- Born: c. 1339
- Died: probably 1383
- Burial: St. Alexandri Minster in Einbeck
- Spouse: Agnes of Brunswick-Lüneburg
- Issue: Eric
- House: House of Guelph
- Father: Ernest I, Duke of Brunswick-Grubenhagen
- Mother: Adelheid of Eberstein

= Albert I of Brunswick-Grubenhagen =

Albert I of Brunswick-Grubenhagen (c. 1339 - probably 1383) was a Duke of Brunswick-Lüneburg, and Prince of Brunswick-Grubenhagen-Salzderhelden. He reigned from 1361 until his death.

Albert I was the eldest son of the Duke Ernest the elder of Grubenhagen and his wife, Adelheid of Eberstein. In 1359, his father made him co-ruler. After his father's death in 1361, he ruled the principality alone, except for a few possessions at Osterode and Herzberg, which he ceded to his brother Frederick. He lived alone at Salzderhelden Castle in Einbeck, which is why he was nicknamed "Duke of Salt".

He has been praised as a lover of history and science. Nevertheless, highway robbery flourished during his rule, and he may even have engaged in it himself, which got him into a dispute with his neighbours. On 28 Jun 1361, he shared a letter of tribute from the City of Brunswick with his brother John, but later that year, he got into a feud with Count Otto of Waldeck and his son Henry. In 1362, Albert and John were captured during the battle at Arnoldshausen. They were only released after they had sworn Urfehde.

The territories of Landgrave Frederick III of Thuringia were particularly hard hit by the forays of Albert and his vassals. After several unsuccessful warnings, Frederick III attacked Grubenhagen in 1365 with what was then considered a major army. It has been claimed that the army numbered over eighteen thousand men. They made camp before Einbeck and Salzderhelden. However, after a few months, they had to leave without having accomplished anything. The account of this attack contains the first mention of a gun in Brunswick (diz waz die erste buchse, dy yn dessin landin vernommen wart). The Landgrave devastated towns and villages, and captured and tore down the robber castles of several of Albert's vassals and thereby forced him to sue for peace. Albert soon broke the peace again, the Landgrave devastated his country again, and Albert had to wait in Eisenach until the dispute was arbitrated.
^^^^^^^^
[Work to complete] In the text on Albert I of Brunswick-Grubenhagen, give the passage from "He has been" to "had sworn Urfehde." again, substituting "banditry" for "highway robbery".
^^^^^^^^
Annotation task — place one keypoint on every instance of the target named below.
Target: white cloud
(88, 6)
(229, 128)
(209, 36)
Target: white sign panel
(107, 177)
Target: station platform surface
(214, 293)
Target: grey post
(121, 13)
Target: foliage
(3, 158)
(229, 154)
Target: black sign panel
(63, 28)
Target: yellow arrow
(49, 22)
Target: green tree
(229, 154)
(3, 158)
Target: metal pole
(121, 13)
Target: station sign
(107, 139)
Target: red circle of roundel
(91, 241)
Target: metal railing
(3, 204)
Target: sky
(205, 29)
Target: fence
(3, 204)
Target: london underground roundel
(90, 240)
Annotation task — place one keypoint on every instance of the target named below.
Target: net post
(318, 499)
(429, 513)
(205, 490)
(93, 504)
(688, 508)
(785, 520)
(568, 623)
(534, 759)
^^^^^^^^
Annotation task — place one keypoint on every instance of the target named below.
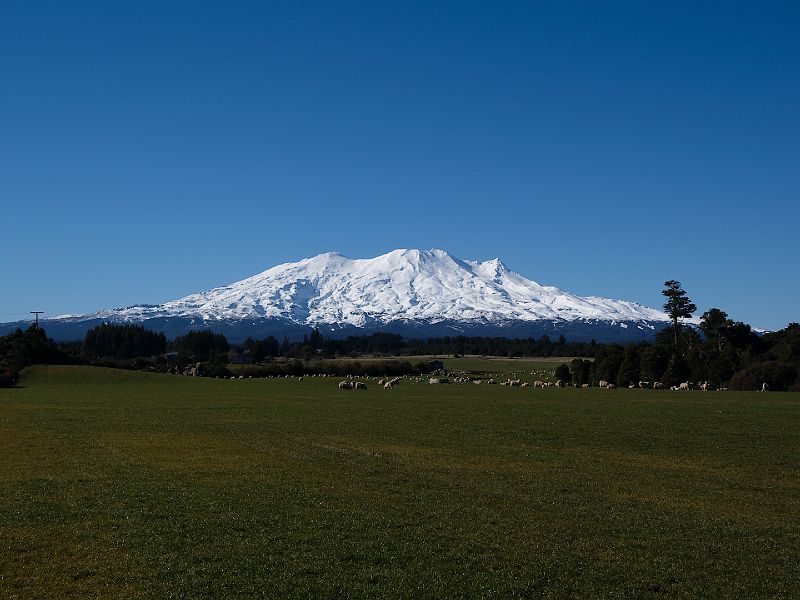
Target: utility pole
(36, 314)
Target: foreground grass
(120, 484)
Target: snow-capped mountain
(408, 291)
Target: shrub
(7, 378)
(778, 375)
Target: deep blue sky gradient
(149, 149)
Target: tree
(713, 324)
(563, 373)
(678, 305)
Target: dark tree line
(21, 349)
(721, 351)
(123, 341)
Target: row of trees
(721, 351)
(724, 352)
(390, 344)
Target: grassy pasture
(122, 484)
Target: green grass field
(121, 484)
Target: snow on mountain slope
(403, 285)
^^^^^^^^
[Output for this task]
He has been praised as a lover of history and science. Nevertheless, banditry flourished during his rule, and he may even have engaged in it himself, which got him into a dispute with his neighbours. On 28 Jun 1361, he shared a letter of tribute from the City of Brunswick with his brother John, but later that year, he got into a feud with Count Otto of Waldeck and his son Henry. In 1362, Albert and John were captured during the battle at Arnoldshausen. They were only released after they had sworn Urfehde.